— DOCUMENT EXTRACT —
Start
Driven significantly by the approach of Ken Leinbach, the center's executive director, the Urban Ecology Center took an endlessly creative approach to the details and execution of sustainable building. The Center saw its construction project as an opportunity both for embodying environmental stewardship and for deepening community connections.

The couches and chairs framed with bark intact and the railings around the atrium carry some of the building's many stories. Ken worked with local premium furniture maker La Lune Collection, to have some of their naturally-finished woodwork made for the center from sustainable willow and poplar rather than their standard materials. The resulting process has evolved into a line of more sustainable furniture from La Lune.

The main space also exhibits the flexibility of space that helps the center function gracefully. Functioning as a large hall that can hold several dozen visitors, the space is also provides comfortable gathering places for small groups, with wall inflections, furniture groupings, and variations in ceiling height providing soft degrees of separation.

The pervasive spirit of play in this environmental education center appeals to children of all ages. From a small "secret" door on the north side, dual slides sweep down to the main space, through a passageway painted as a stream and its banks.

Behind the brick chimney and wood-paneled back wall of the main space, staff offices occupy three levels of a backstage realm. One office is paneled with wood from local high school bleachers, and another with wood from an 1850 mill. Staff area countertops are made from wheat board (ground wheat shafts bound with nontoxic glue), and the floors are covered with carpet made from recycled-rubber.
End
— RECORDS SUPPLIED —
Start
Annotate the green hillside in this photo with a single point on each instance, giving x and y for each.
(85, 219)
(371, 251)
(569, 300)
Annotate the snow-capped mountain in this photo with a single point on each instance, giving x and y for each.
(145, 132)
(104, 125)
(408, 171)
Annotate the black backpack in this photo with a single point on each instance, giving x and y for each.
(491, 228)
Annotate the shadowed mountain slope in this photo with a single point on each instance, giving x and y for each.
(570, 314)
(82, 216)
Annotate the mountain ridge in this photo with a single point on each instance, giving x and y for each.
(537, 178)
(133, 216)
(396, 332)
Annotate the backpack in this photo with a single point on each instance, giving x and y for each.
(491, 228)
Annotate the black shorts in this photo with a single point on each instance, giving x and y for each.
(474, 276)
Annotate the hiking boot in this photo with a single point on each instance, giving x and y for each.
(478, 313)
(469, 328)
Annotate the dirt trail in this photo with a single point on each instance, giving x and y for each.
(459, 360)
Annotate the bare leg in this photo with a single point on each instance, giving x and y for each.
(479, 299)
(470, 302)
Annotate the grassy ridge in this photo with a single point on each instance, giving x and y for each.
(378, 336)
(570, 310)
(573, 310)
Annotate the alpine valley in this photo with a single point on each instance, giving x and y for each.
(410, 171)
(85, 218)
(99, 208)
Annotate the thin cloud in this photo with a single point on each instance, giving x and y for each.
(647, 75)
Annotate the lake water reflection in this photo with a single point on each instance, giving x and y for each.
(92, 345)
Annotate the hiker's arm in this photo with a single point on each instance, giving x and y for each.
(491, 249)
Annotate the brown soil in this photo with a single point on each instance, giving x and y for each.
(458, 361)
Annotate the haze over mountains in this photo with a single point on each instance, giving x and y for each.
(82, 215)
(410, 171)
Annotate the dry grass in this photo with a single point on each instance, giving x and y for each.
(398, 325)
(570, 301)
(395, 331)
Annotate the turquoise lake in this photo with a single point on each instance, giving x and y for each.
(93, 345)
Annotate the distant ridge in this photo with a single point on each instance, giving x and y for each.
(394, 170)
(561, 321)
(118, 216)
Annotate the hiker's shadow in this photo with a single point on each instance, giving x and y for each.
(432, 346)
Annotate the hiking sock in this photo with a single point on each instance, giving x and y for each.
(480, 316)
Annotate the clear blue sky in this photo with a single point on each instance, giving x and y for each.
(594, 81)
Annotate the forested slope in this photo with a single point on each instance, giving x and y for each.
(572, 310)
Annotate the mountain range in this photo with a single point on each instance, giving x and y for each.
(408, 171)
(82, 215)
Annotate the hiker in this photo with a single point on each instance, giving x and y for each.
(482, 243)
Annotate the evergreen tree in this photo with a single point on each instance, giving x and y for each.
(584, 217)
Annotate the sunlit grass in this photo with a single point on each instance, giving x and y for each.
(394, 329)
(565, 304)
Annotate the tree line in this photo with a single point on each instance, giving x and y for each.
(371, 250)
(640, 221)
End
— WHAT YOU HAVE TO DO —
For the passage on the Urban Ecology Center, say whether each statement agrees with the text, answering yes or no and quoting the deciding words. 1. La Lune Collection made some of its woodwork for the center from willow and poplar instead of its usual materials. 2. The staff offices occupy two levels behind the main space. 3. One staff office is paneled with wood from an 1850 mill.

— RESPONSE FOR THIS EXERCISE —
1. Yes: "from sustainable willow and poplar rather than their standard materials"
2. No: "staff offices occupy three levels of a backstage realm"
3. Yes: "another with wood from an 1850 mill"